# Action item
Return the records below from the line containing "can you box the wheel" onward, exactly, through and including the last line.

--- Records for this exercise Enclosed Below ---

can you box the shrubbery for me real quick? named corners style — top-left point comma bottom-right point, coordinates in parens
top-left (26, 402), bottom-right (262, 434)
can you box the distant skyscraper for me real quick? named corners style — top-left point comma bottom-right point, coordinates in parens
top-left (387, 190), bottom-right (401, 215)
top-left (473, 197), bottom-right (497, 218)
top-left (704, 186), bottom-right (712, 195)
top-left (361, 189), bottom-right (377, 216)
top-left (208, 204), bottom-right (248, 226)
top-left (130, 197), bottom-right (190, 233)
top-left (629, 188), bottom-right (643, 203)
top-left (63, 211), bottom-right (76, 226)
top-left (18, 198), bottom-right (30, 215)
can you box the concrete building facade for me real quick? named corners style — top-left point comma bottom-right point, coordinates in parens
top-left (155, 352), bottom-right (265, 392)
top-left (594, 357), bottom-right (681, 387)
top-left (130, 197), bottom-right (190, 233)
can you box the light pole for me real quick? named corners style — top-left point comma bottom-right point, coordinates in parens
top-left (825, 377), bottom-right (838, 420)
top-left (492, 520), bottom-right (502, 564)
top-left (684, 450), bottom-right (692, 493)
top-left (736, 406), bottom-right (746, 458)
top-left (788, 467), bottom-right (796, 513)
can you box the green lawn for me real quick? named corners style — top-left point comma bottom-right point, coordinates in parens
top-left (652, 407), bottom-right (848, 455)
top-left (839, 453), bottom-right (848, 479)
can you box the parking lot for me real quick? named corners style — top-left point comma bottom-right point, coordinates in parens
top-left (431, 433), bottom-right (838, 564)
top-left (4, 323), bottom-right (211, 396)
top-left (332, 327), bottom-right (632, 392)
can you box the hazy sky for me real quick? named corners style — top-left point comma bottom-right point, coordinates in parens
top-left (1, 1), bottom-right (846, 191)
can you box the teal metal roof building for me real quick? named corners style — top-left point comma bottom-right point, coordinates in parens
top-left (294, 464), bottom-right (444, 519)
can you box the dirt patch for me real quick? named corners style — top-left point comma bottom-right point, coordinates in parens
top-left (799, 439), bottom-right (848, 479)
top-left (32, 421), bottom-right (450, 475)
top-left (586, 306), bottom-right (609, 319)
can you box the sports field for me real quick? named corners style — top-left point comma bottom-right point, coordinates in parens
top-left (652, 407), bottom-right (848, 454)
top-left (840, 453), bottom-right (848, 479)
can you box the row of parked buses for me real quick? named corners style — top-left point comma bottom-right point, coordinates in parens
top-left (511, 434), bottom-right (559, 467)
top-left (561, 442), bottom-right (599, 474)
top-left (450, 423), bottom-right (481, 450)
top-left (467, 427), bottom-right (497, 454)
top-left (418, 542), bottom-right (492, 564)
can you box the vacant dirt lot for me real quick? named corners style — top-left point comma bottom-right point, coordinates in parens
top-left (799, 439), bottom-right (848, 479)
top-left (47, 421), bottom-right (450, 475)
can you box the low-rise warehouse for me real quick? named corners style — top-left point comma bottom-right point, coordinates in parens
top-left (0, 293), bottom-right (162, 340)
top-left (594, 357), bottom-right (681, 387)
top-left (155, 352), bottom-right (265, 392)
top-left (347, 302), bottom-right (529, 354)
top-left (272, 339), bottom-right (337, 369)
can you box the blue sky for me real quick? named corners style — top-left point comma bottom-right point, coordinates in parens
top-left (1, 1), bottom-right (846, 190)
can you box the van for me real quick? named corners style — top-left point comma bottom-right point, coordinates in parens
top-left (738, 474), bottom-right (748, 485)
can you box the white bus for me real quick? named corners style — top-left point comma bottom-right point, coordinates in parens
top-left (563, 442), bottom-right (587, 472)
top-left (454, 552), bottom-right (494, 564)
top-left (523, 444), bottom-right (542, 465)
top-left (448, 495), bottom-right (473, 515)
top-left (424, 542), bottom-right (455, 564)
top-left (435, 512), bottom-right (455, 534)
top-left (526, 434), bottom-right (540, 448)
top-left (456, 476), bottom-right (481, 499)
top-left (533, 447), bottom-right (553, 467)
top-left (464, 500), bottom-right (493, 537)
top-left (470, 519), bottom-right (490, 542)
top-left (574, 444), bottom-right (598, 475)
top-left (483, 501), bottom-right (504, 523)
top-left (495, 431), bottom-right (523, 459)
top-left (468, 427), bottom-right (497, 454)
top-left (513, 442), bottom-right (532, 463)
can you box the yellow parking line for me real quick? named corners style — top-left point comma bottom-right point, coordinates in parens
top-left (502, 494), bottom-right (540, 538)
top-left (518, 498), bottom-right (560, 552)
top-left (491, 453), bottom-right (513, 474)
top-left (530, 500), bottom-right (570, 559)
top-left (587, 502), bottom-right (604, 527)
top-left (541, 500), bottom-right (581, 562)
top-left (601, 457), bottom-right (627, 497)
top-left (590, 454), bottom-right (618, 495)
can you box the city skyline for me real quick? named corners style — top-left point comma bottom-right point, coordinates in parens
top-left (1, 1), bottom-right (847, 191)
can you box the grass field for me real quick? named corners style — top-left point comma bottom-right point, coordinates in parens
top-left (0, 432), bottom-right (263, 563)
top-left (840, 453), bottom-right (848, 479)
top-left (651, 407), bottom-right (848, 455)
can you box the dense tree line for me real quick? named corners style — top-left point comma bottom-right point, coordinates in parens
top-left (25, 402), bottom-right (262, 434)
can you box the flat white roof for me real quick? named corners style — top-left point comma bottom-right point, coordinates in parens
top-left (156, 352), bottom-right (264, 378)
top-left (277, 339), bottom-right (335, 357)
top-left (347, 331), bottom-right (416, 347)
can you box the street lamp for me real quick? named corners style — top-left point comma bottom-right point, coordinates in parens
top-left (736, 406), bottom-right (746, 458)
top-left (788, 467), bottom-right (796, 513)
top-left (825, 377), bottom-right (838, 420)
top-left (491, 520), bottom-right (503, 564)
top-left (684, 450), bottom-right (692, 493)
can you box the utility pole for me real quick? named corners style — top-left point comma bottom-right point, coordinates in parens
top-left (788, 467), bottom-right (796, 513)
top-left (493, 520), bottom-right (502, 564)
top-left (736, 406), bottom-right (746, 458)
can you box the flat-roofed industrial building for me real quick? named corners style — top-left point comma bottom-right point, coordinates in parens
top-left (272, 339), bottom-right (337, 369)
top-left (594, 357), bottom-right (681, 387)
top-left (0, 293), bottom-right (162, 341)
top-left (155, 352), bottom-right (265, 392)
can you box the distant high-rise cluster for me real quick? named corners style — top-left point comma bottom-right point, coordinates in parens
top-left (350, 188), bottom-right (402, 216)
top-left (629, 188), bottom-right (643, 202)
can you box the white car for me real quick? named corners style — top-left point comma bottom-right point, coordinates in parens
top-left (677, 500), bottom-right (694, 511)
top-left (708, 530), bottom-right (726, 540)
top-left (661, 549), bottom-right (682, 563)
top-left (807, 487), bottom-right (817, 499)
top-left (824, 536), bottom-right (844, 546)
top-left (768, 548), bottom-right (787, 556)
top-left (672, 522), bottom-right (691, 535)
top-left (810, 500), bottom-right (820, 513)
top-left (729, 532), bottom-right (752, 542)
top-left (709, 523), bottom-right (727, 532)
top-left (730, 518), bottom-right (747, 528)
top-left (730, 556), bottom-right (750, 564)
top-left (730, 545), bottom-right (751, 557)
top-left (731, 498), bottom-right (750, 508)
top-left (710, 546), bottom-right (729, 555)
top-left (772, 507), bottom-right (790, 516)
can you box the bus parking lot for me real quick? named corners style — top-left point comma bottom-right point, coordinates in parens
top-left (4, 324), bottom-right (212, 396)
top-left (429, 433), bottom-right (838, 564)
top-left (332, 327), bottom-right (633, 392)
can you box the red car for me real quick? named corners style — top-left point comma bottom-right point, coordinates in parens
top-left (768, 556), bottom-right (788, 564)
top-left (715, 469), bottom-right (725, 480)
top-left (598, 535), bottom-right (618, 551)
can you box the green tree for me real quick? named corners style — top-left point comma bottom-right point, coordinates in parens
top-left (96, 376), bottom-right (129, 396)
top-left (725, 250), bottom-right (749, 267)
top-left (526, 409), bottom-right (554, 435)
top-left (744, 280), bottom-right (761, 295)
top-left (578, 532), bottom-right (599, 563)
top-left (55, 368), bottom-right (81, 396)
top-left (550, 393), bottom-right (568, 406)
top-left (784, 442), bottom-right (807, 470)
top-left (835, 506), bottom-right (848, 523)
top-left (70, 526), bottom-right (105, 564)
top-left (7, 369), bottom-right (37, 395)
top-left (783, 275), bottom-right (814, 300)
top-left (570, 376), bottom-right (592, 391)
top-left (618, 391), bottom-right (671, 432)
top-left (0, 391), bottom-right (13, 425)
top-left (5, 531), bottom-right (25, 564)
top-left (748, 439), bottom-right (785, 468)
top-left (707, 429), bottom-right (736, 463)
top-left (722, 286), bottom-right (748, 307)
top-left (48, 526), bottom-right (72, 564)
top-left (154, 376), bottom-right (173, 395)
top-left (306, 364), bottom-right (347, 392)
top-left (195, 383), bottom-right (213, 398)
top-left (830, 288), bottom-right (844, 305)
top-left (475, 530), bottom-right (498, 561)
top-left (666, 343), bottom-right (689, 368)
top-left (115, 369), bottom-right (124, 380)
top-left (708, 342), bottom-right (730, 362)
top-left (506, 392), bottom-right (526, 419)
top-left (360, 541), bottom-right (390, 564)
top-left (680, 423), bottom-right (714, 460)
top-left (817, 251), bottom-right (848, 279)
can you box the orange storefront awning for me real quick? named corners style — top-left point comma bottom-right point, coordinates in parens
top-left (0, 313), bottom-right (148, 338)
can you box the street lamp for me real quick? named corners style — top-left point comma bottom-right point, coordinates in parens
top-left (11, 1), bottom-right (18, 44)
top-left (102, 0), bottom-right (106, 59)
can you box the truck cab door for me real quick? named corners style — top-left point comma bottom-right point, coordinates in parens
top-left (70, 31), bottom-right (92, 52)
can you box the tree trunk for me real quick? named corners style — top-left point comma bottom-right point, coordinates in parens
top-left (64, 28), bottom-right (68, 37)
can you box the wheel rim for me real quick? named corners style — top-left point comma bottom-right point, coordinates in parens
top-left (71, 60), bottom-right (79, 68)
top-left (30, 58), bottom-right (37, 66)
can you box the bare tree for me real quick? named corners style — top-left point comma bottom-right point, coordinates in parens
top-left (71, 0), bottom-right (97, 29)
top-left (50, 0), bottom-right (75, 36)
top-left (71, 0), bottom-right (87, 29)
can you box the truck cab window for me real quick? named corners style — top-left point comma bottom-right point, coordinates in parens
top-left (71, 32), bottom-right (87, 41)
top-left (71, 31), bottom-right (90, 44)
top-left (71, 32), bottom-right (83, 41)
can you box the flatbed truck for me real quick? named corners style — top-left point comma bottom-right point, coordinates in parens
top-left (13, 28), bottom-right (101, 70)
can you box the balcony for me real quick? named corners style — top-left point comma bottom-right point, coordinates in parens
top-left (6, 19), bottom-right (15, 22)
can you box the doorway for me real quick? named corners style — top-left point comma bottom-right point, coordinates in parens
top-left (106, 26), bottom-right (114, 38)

--- End of Enclosed Records for this exercise ---

# Answer for the task
can you box the wheel rim for me real quick? named corners style — top-left point comma bottom-right point, coordinates in parens
top-left (71, 60), bottom-right (79, 68)
top-left (30, 58), bottom-right (37, 66)
can you box the bare tree for me real quick? named corners style — top-left point comma bottom-right point, coordinates in parens
top-left (71, 0), bottom-right (97, 29)
top-left (50, 0), bottom-right (75, 36)
top-left (71, 0), bottom-right (87, 29)
can you box the truck cab window for me real quick? named corners style — top-left point comma bottom-right point, coordinates in parens
top-left (71, 32), bottom-right (87, 41)
top-left (71, 31), bottom-right (90, 44)
top-left (71, 32), bottom-right (83, 41)
can you box the flatbed truck for me real quick? named corners style — top-left point comma bottom-right point, coordinates in parens
top-left (13, 28), bottom-right (101, 70)
can you box the balcony for me real quick? named corners style — top-left point comma bottom-right point, coordinates in parens
top-left (6, 19), bottom-right (15, 22)
can you box the doorway for me real quick? named corners style — top-left point comma bottom-right point, coordinates in parens
top-left (106, 26), bottom-right (114, 38)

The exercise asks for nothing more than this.